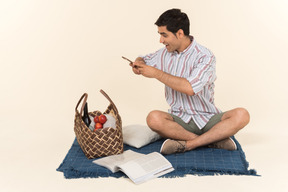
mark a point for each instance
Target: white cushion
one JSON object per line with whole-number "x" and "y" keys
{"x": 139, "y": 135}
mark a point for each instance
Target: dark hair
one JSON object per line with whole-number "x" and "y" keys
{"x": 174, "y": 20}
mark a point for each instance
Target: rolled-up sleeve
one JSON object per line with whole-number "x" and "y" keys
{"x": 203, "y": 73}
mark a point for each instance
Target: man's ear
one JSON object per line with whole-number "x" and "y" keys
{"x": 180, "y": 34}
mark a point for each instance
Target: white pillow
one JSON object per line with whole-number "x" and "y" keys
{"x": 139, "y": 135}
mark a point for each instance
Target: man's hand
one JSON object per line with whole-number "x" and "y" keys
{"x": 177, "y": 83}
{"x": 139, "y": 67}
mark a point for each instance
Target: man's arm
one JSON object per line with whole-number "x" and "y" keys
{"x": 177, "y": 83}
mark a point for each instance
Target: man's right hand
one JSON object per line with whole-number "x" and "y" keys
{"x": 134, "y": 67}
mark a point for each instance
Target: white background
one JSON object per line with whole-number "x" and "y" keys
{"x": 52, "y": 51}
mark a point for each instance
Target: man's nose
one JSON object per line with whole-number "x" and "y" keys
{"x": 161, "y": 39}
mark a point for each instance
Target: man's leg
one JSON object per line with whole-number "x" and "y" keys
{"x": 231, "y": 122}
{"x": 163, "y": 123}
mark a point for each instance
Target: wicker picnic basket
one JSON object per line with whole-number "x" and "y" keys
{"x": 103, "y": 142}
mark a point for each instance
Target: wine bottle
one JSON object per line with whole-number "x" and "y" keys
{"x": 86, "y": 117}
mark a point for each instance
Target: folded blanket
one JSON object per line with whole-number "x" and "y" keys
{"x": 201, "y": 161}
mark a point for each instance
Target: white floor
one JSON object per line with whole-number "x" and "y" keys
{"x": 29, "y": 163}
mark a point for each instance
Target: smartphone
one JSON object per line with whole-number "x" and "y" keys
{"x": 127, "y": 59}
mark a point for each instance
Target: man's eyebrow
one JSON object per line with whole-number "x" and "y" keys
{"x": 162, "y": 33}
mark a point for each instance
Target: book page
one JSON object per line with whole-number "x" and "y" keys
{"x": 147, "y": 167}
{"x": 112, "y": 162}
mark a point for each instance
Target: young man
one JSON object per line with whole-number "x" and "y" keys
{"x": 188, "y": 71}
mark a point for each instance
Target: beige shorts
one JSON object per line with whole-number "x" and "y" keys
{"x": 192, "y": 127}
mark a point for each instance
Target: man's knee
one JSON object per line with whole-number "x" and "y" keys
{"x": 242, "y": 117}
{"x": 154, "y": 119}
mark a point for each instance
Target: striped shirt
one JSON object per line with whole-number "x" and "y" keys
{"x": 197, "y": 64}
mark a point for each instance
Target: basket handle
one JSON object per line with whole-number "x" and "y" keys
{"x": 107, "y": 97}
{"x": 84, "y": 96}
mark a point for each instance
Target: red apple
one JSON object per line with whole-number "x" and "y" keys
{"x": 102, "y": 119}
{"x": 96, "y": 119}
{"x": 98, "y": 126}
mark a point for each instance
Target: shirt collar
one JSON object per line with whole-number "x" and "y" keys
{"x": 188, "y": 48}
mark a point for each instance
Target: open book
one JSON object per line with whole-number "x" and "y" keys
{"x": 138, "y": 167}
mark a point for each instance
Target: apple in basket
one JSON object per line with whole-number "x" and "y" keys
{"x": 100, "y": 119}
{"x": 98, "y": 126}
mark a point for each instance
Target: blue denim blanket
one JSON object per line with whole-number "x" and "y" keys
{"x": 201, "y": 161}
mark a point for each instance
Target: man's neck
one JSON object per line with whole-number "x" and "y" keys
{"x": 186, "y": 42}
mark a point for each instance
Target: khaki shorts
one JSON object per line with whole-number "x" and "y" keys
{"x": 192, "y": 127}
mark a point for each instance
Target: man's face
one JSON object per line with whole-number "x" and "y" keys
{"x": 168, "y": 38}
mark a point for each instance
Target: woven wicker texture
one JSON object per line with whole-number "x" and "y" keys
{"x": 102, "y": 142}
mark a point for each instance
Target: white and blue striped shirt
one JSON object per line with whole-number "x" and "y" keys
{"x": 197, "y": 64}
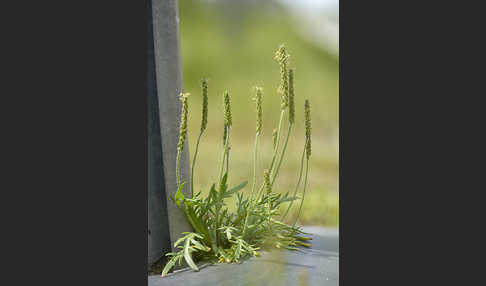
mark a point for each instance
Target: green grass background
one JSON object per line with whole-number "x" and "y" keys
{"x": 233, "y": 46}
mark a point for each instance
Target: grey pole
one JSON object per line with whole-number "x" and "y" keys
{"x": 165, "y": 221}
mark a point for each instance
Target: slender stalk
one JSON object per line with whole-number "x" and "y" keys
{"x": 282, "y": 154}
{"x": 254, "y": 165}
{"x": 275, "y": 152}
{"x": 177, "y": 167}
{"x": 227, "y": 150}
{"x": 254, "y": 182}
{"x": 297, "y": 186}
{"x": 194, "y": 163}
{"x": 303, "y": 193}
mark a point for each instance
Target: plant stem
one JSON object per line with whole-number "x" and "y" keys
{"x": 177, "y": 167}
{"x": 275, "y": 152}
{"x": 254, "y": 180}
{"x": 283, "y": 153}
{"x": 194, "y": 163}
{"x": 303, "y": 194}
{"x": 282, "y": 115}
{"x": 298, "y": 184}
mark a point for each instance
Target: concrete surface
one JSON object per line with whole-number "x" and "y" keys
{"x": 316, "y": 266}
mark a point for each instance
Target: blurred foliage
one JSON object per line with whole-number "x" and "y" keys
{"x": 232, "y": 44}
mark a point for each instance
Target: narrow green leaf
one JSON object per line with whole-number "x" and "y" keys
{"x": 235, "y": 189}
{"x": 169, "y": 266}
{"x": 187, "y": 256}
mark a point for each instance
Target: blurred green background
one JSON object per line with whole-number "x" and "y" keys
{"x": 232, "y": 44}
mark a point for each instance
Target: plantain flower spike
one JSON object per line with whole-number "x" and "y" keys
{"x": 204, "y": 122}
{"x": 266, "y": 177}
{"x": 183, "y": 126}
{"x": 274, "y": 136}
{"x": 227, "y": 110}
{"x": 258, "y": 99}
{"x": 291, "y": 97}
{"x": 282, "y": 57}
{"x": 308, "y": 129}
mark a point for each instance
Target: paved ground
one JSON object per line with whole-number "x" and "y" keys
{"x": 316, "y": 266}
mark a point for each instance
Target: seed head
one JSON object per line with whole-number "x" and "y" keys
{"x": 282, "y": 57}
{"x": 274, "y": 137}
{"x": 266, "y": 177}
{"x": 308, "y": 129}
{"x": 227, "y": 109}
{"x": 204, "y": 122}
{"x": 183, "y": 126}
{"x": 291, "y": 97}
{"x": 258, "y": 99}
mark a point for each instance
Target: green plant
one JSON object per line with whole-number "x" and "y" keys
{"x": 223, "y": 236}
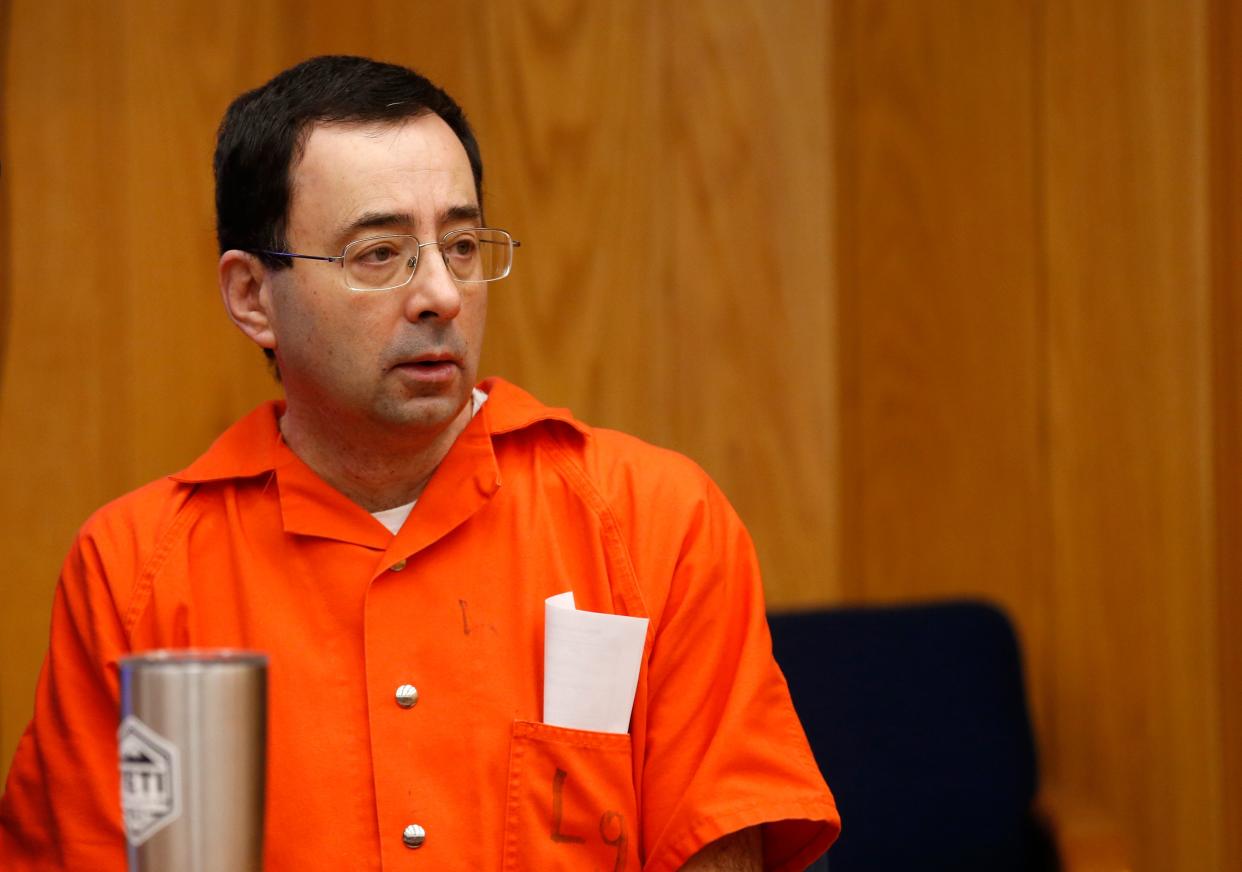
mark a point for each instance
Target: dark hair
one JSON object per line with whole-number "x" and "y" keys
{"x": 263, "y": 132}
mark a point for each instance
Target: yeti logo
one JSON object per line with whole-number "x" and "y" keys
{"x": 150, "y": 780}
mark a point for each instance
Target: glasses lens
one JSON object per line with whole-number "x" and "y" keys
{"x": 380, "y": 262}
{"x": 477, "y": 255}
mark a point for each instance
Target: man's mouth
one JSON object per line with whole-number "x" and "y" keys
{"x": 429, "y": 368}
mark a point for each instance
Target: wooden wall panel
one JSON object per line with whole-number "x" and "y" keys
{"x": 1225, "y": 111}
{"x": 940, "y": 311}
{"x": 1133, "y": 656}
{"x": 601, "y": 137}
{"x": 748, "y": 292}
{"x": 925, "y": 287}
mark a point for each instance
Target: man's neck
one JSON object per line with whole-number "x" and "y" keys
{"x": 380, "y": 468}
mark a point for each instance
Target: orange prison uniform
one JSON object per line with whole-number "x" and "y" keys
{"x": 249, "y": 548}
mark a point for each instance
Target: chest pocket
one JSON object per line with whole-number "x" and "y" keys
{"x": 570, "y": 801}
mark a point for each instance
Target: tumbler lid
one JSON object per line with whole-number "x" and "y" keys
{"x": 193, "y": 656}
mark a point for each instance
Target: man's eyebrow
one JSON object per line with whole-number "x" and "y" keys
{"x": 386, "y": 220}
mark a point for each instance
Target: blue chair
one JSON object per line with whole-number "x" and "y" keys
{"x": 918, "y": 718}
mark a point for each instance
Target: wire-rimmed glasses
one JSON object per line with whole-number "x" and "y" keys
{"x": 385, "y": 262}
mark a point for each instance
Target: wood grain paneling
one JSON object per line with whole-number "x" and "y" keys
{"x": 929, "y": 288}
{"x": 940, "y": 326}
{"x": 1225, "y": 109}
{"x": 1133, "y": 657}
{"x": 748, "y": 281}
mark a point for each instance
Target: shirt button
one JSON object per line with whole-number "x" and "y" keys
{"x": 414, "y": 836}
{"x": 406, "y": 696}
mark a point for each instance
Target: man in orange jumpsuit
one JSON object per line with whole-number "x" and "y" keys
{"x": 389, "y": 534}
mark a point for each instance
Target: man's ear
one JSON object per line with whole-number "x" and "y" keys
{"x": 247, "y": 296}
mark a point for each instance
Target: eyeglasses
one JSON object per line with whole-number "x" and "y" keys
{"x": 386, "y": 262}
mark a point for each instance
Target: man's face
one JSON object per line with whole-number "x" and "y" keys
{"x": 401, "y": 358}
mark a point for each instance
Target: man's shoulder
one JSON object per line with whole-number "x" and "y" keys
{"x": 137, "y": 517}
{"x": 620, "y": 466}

(Task item): Please give the number of lines in the data above that contain the word "white", with nothing else.

(Solution to this problem): 5